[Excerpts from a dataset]
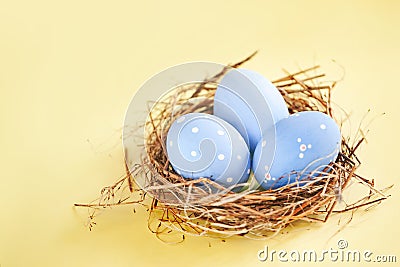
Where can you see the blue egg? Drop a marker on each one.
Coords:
(203, 145)
(249, 102)
(301, 146)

Problem: Write out the records above in full and exactly, with no pictures.

Task solution:
Where can you see the blue egg? Drop a marker on each one.
Coords:
(203, 145)
(249, 102)
(301, 146)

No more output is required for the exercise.